Items from a data source
+++

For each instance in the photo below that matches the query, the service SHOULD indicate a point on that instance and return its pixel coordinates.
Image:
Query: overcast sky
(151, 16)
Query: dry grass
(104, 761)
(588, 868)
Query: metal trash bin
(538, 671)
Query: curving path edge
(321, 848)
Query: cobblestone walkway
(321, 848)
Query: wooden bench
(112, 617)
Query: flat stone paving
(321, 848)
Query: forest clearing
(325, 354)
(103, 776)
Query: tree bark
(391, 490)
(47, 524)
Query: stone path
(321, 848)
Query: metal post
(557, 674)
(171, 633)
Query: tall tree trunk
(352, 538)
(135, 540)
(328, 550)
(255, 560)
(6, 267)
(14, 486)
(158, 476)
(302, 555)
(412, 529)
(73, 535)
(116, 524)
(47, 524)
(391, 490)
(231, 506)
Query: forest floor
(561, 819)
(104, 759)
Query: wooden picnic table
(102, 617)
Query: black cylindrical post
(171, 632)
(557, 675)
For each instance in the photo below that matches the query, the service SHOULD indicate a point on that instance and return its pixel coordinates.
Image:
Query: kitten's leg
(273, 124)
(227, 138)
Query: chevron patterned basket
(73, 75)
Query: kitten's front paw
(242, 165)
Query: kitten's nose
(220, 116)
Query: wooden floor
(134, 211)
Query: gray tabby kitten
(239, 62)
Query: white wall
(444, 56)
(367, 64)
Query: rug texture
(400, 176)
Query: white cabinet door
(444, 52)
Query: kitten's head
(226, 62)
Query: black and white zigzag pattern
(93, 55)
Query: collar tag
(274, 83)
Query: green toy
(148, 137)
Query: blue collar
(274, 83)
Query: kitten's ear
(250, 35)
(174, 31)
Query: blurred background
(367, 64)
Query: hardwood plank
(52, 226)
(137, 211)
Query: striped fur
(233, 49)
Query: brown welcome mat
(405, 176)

+++

> **TASK REQUIREMENTS**
Reproduce each record exactly, leaving nothing out.

> **SOLUTION TO THE PROBLEM**
For each instance in the photo below that matches the query, the service SHOULD indicate a point on that instance and return its pixel coordinates.
Image:
Query: overcast sky
(151, 16)
Query: dry grass
(104, 761)
(588, 868)
Query: metal trash bin
(538, 671)
Query: curving path edge
(321, 848)
Query: cobblestone walkway
(321, 848)
Query: wooden bench
(112, 617)
Query: flat stone paving
(321, 848)
Query: forest clearing
(325, 354)
(103, 776)
Query: tree bark
(391, 490)
(47, 524)
Query: stone path
(321, 848)
Query: metal post
(557, 674)
(171, 633)
Query: tall tree trunk
(352, 538)
(135, 540)
(328, 550)
(255, 560)
(6, 267)
(14, 486)
(158, 476)
(302, 555)
(412, 529)
(73, 535)
(116, 524)
(47, 524)
(391, 490)
(231, 506)
Query: forest floor
(561, 819)
(104, 759)
Query: wooden picnic table
(102, 617)
Query: black cylindrical post
(171, 632)
(557, 675)
For each instance in the photo below that matches the query, the service SHOULD indicate a point on that instance and return its pixel coordinates.
Image:
Query: kitten's leg
(273, 124)
(227, 138)
Query: chevron patterned basket
(73, 75)
Query: kitten's front paw
(242, 165)
Query: kitten's nose
(220, 116)
Query: wooden floor
(134, 211)
Query: gray tabby kitten
(239, 62)
Query: white wall
(444, 56)
(367, 64)
Query: rug texture
(400, 176)
Query: white cabinet door
(444, 52)
Query: kitten's head
(226, 62)
Query: black and white zigzag pattern
(93, 55)
Query: collar tag
(274, 83)
Query: green toy
(148, 137)
Query: blue collar
(274, 83)
Query: kitten's ear
(250, 35)
(174, 31)
Query: blurred background
(367, 64)
Query: hardwood plank
(52, 226)
(137, 211)
Query: striped fur
(233, 49)
Query: brown welcome mat
(405, 176)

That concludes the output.